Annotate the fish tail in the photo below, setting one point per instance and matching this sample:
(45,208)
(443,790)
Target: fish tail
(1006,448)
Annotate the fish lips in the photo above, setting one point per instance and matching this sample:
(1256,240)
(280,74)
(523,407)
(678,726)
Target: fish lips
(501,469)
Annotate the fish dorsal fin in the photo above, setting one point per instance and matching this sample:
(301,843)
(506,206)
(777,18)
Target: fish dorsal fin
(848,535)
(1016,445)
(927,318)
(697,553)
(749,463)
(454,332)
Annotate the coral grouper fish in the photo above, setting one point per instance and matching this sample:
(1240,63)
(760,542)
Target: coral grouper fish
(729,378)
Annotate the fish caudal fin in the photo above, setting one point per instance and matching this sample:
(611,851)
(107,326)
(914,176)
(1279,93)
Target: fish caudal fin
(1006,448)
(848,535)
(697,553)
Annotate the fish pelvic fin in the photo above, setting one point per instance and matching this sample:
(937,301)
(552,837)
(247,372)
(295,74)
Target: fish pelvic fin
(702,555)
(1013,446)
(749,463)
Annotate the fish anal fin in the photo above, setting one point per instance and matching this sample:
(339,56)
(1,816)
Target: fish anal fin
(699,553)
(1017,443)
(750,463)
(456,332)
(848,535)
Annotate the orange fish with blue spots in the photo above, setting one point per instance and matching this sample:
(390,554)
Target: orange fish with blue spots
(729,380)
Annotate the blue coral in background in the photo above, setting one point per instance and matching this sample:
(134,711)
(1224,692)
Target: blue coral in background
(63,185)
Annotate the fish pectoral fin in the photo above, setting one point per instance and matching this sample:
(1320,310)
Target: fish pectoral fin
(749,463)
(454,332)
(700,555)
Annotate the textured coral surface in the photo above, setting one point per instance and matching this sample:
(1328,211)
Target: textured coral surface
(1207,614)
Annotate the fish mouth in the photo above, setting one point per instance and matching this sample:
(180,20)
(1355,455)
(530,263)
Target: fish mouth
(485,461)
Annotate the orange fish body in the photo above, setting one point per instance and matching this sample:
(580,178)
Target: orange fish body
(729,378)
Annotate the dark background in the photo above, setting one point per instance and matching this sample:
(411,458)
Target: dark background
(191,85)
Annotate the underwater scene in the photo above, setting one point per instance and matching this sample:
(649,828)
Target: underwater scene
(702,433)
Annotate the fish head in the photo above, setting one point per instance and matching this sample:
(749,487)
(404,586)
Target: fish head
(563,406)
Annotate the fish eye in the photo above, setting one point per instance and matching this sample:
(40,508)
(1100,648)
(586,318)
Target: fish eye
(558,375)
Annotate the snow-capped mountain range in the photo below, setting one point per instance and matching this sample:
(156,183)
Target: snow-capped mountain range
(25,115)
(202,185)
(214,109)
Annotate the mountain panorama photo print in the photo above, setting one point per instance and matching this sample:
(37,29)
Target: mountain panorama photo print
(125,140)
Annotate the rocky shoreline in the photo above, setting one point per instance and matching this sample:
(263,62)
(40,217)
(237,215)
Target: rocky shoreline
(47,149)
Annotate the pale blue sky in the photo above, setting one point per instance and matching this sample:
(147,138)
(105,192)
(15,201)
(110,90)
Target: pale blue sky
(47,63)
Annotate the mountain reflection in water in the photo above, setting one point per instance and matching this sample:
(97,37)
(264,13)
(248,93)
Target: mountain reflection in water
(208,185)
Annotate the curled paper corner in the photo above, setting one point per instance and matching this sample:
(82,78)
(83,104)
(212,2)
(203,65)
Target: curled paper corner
━━━━━━
◆ WHAT TO WORK ON ◆
All of the material above should be restated verbatim.

◆ EXERCISE RESPONSE ◆
Annotate the fish tail in the photo below, setting one point per instance and matching this sample:
(45,208)
(443,790)
Target: fish tail
(1006,448)
Annotate the fish lips in the photo above, setting one point per instance and matching this sample:
(1256,240)
(280,74)
(523,407)
(678,726)
Target: fish lips
(501,469)
Annotate the fish dorsal fin in the photo above, setting one point per instance and matching this sample:
(301,843)
(506,206)
(777,18)
Target: fish dorsal fin
(848,535)
(1016,445)
(927,318)
(697,553)
(749,463)
(454,332)
Annotate the coral grouper fish in the photo above, setting one point per instance and matching this sample:
(1240,63)
(760,542)
Target: coral grouper fish
(729,378)
Annotate the fish caudal fin in the photo above, setting one point per instance and matching this sample:
(611,851)
(107,326)
(914,176)
(1279,93)
Target: fish caudal fin
(1006,448)
(848,535)
(697,553)
Annotate the fish pelvic fin in the photo above, setting one point per instance and matching this sample:
(937,301)
(552,837)
(247,372)
(295,74)
Target: fish pelvic fin
(702,555)
(1013,446)
(749,463)
Annotate the fish anal fin in the photo above, setting one point per instance and matching this sample:
(339,56)
(1,816)
Target: fish anal fin
(699,553)
(1017,443)
(750,463)
(456,332)
(848,535)
Annotate the orange fish with blue spots in the photo above, setting one point per instance and matching this sample:
(390,554)
Target: orange fish with blue spots
(729,380)
Annotate the blue coral in background in the photo above, setting one point per instance and matching this sample:
(134,711)
(1224,692)
Target: blue coral in background
(63,185)
Annotate the fish pectoral fin in the photo above, setting one point per instance and matching this sample:
(1320,310)
Target: fish pectoral fin
(749,463)
(454,332)
(700,555)
Annotate the textured coral surface in the photo above, setting one point per instance and matching this sample:
(1328,211)
Target: textured coral surface
(1207,614)
Annotate the fish mouth in the photo above, setting one point per instance and matching this sample:
(180,20)
(1355,455)
(530,263)
Target: fish mouth
(485,461)
Annotate the orange fish body in the photo above, setting one point per instance and matching this sample:
(580,178)
Target: orange fish body
(729,378)
Annotate the dark background in the photo above, setting one point per instance and matching this sample:
(411,458)
Target: dark background
(191,85)
Annotate the underwater scene in the photo above, setting one point per instance and matching this sample:
(649,828)
Target: underwater scene
(702,433)
Annotate the fish head in the photo above, setting one point per instance and matching this sample:
(749,487)
(404,586)
Target: fish head
(563,406)
Annotate the fish eye in the photo above, setting one point per instance and matching this sample:
(40,508)
(1100,648)
(586,318)
Target: fish eye
(558,375)
Annotate the snow-capped mountain range in the photo below, setting one point per instance and matching this sample:
(156,183)
Target: snow-capped mountain range
(25,115)
(202,185)
(214,109)
Annotate the mountain panorama photo print in the photo above, setting one point per instance and matching this sample:
(37,29)
Target: mountain panorama photo print
(125,140)
Annotate the rocky shoreline in the photo above, setting one point per instance and matching this sample:
(263,62)
(40,217)
(237,215)
Target: rocky shoreline
(47,149)
Annotate the pale blue sky in the photo above, setting one point per instance and matching this sample:
(147,138)
(105,192)
(15,201)
(110,90)
Target: pale blue sky
(47,63)
Annotate the mountain reflection in water in the photo above, setting one point per instance and matching this sample:
(97,37)
(264,13)
(248,93)
Target: mountain reflection in water
(208,185)
Annotate the curled paper corner in the photo above, setting one point per instance and matching this sample:
(82,78)
(83,104)
(212,2)
(203,65)
Target: curled paper corner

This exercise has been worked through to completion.